(Data pulled from a collection)
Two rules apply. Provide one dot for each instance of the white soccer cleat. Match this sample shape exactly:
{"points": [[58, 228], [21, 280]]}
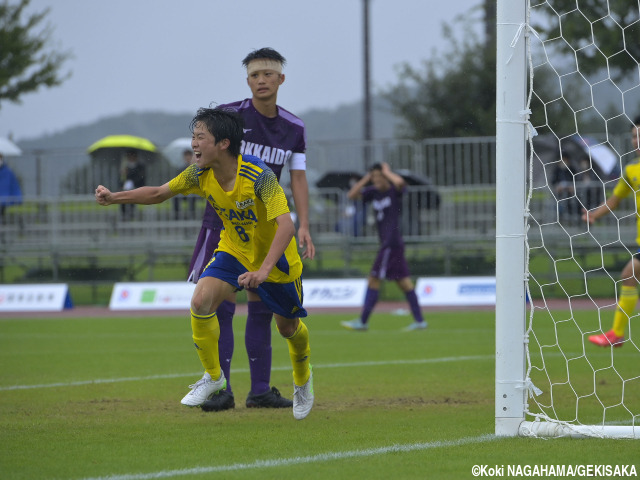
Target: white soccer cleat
{"points": [[303, 398], [415, 326], [355, 325], [203, 389]]}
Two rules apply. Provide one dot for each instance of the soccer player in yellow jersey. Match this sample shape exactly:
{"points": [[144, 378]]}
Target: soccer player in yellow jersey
{"points": [[257, 248], [629, 183]]}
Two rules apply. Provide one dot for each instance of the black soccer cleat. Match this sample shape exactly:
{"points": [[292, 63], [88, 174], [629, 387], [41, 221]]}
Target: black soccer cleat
{"points": [[218, 402], [269, 399]]}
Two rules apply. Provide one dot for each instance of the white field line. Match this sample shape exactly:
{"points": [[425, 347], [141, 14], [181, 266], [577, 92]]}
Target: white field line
{"points": [[244, 370], [286, 462]]}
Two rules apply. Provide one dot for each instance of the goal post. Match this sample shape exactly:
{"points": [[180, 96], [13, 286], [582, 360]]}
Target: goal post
{"points": [[511, 85], [550, 381]]}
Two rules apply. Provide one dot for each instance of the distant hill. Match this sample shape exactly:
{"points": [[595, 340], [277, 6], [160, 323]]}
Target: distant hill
{"points": [[342, 123]]}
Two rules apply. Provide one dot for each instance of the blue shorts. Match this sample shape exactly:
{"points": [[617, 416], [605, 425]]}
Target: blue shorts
{"points": [[284, 299]]}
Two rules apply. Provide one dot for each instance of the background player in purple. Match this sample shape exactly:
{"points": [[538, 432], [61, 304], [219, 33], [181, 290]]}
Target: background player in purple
{"points": [[277, 137], [385, 195]]}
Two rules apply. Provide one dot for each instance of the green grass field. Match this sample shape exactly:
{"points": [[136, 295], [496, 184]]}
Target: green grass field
{"points": [[100, 398]]}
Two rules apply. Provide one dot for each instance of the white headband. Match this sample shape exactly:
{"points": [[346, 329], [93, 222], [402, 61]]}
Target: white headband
{"points": [[263, 64]]}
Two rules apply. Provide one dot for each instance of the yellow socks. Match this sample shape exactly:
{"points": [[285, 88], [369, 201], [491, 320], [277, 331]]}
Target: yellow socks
{"points": [[206, 332], [299, 351], [626, 306]]}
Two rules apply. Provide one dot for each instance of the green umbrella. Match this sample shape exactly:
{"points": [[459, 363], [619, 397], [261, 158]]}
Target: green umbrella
{"points": [[123, 141]]}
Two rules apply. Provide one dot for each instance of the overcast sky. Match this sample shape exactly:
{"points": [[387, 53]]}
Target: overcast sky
{"points": [[178, 55]]}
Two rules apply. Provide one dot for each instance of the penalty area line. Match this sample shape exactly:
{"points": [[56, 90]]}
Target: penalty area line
{"points": [[98, 381], [286, 462]]}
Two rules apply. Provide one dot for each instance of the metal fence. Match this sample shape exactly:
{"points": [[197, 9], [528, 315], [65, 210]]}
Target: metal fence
{"points": [[60, 233]]}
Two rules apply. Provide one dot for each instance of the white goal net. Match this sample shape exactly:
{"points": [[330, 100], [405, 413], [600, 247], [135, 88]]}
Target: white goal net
{"points": [[568, 97]]}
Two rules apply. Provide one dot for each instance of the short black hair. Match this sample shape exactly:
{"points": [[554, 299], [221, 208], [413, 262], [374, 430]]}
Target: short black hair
{"points": [[264, 53], [221, 123]]}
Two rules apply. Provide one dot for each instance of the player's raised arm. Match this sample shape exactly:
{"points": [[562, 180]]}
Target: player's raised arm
{"points": [[300, 190], [141, 196]]}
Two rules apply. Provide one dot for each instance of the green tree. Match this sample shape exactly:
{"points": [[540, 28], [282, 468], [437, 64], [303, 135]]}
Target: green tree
{"points": [[26, 62], [454, 93]]}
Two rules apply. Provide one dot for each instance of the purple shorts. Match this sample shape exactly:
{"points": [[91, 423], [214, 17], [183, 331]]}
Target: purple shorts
{"points": [[390, 264], [206, 244]]}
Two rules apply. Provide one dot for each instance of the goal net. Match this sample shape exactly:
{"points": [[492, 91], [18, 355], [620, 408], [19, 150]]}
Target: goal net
{"points": [[568, 92]]}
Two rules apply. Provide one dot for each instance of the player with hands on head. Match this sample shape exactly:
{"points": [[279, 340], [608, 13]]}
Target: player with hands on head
{"points": [[385, 195]]}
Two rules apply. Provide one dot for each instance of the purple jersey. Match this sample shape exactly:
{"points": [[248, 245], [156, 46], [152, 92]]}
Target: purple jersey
{"points": [[388, 209], [275, 141]]}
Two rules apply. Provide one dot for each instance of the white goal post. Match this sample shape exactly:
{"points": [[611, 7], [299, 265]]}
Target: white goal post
{"points": [[517, 412]]}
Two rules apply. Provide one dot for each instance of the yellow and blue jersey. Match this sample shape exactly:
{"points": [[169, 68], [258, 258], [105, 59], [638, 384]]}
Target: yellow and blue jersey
{"points": [[630, 183], [248, 213]]}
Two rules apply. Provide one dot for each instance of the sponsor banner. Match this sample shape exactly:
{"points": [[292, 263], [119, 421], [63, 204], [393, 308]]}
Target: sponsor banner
{"points": [[457, 291], [35, 298], [344, 292], [151, 296]]}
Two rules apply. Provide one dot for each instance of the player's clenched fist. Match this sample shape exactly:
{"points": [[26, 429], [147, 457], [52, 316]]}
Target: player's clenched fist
{"points": [[103, 195]]}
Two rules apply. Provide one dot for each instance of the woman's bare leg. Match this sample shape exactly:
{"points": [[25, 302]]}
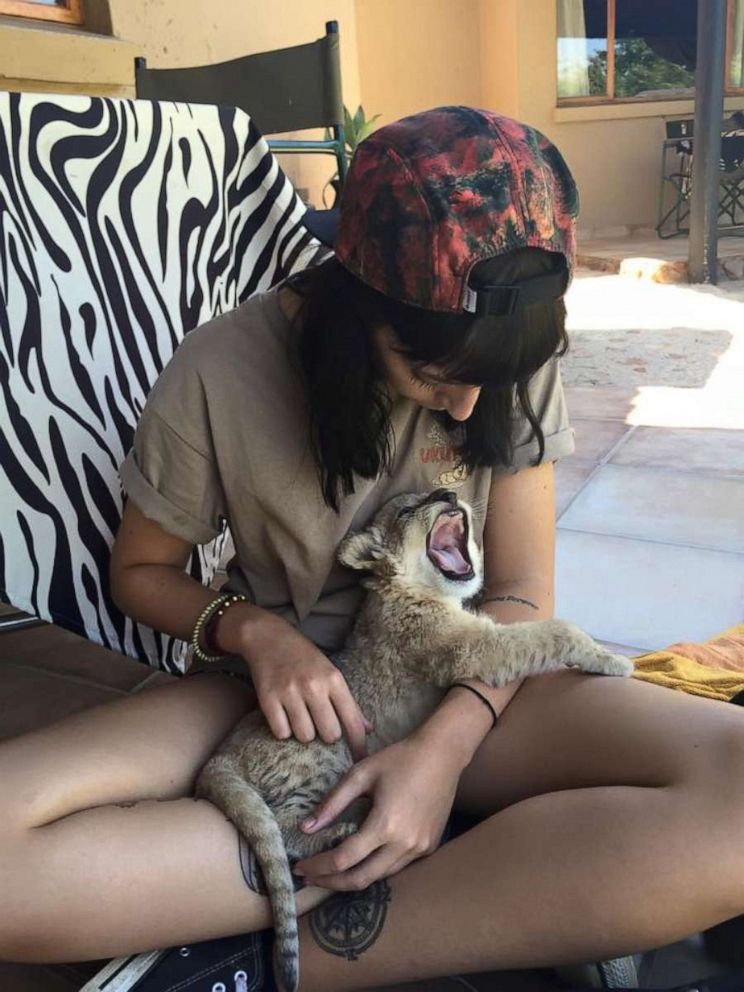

[What to do]
Starting at the line that contains "of the sponsor" and ending at the end of the data, write those lines out again. Multiply every point coordinate in the answers by 0.75 and round to whole numbers, with halves rounded up, while keeping the requests and their sample shapes unchanged and leaving the pictures out.

[Exercise response]
Two rules apply. Provide one dot for each instance of the sponsor banner. Match this sample shape exactly:
{"points": [[292, 263], [119, 421], [63, 204], [393, 308]]}
Target: sponsor banner
{"points": [[343, 218], [26, 224], [258, 219], [113, 222]]}
Two rules apply. Provide one dot for each instance of the player's clenched fist. Match this sample shape exactly:
{"points": [[26, 429], [147, 457], [52, 316]]}
Target: player's clenched fist
{"points": [[77, 146]]}
Two rules apply. Provide one dot for each instance of the woman's bare leg. Match this sample shape exactly:
{"points": [[25, 302]]}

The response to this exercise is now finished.